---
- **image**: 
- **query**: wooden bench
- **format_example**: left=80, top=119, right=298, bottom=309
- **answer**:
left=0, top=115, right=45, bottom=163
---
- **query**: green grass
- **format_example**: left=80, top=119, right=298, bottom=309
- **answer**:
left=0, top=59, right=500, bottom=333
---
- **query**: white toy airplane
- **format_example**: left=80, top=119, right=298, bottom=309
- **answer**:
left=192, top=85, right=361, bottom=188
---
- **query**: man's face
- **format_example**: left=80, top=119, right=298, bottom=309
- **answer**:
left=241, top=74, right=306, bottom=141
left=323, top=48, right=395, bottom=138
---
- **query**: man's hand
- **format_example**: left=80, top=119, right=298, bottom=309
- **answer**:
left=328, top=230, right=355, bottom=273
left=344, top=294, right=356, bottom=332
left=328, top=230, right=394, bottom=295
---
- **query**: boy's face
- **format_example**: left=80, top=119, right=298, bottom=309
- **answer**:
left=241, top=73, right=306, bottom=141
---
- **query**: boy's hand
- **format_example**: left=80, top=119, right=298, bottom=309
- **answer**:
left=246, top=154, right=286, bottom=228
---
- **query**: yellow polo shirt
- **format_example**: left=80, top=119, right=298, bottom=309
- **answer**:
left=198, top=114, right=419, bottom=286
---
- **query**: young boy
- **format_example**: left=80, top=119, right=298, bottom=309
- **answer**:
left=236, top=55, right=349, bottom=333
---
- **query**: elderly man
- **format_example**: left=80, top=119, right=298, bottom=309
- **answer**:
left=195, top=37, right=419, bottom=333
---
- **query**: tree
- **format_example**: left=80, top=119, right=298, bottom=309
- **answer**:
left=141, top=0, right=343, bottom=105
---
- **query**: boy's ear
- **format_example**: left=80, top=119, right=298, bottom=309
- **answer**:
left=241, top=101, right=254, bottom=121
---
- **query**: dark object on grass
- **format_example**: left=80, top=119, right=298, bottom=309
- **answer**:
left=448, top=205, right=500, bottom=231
══════════
### THE PROBLEM
Go through the listing and print each line exactly as it appears.

### CORRECT ANSWER
---
- **image**: 
- **query**: wooden bench
- **format_example**: left=80, top=119, right=298, bottom=309
- **answer**:
left=0, top=115, right=45, bottom=163
---
- **query**: green grass
- **format_example**: left=80, top=119, right=298, bottom=309
- **answer**:
left=0, top=59, right=500, bottom=333
---
- **query**: white toy airplane
- **format_example**: left=80, top=119, right=298, bottom=309
- **answer**:
left=192, top=85, right=361, bottom=188
---
- **query**: man's face
- **format_example**: left=80, top=119, right=298, bottom=309
- **answer**:
left=241, top=74, right=306, bottom=141
left=323, top=48, right=395, bottom=138
---
- **query**: man's hand
- **format_example**: left=80, top=119, right=298, bottom=309
- **answer**:
left=328, top=230, right=355, bottom=273
left=344, top=294, right=356, bottom=332
left=328, top=230, right=394, bottom=295
---
- **query**: boy's face
- **format_example**: left=80, top=119, right=298, bottom=309
- **answer**:
left=241, top=73, right=306, bottom=141
---
- **query**: boy's hand
- **format_example**: left=80, top=119, right=298, bottom=309
- **answer**:
left=246, top=154, right=286, bottom=228
---
- **query**: yellow polo shirt
- **format_example**: left=80, top=119, right=298, bottom=309
- **answer**:
left=198, top=114, right=419, bottom=286
---
- **query**: young boy
- **format_example**: left=80, top=119, right=298, bottom=309
- **answer**:
left=236, top=55, right=349, bottom=333
---
- **query**: elderly man
- **format_example**: left=80, top=119, right=298, bottom=309
- **answer**:
left=195, top=37, right=419, bottom=333
---
- **query**: tree
- **format_example**: left=80, top=119, right=298, bottom=309
- **answer**:
left=141, top=0, right=343, bottom=105
---
- **query**: boy's ear
- **format_example**: left=80, top=119, right=298, bottom=309
- **answer**:
left=241, top=101, right=254, bottom=121
---
- **query**: dark object on grass
- **format_example**: left=80, top=119, right=298, bottom=309
- **answer**:
left=448, top=205, right=500, bottom=231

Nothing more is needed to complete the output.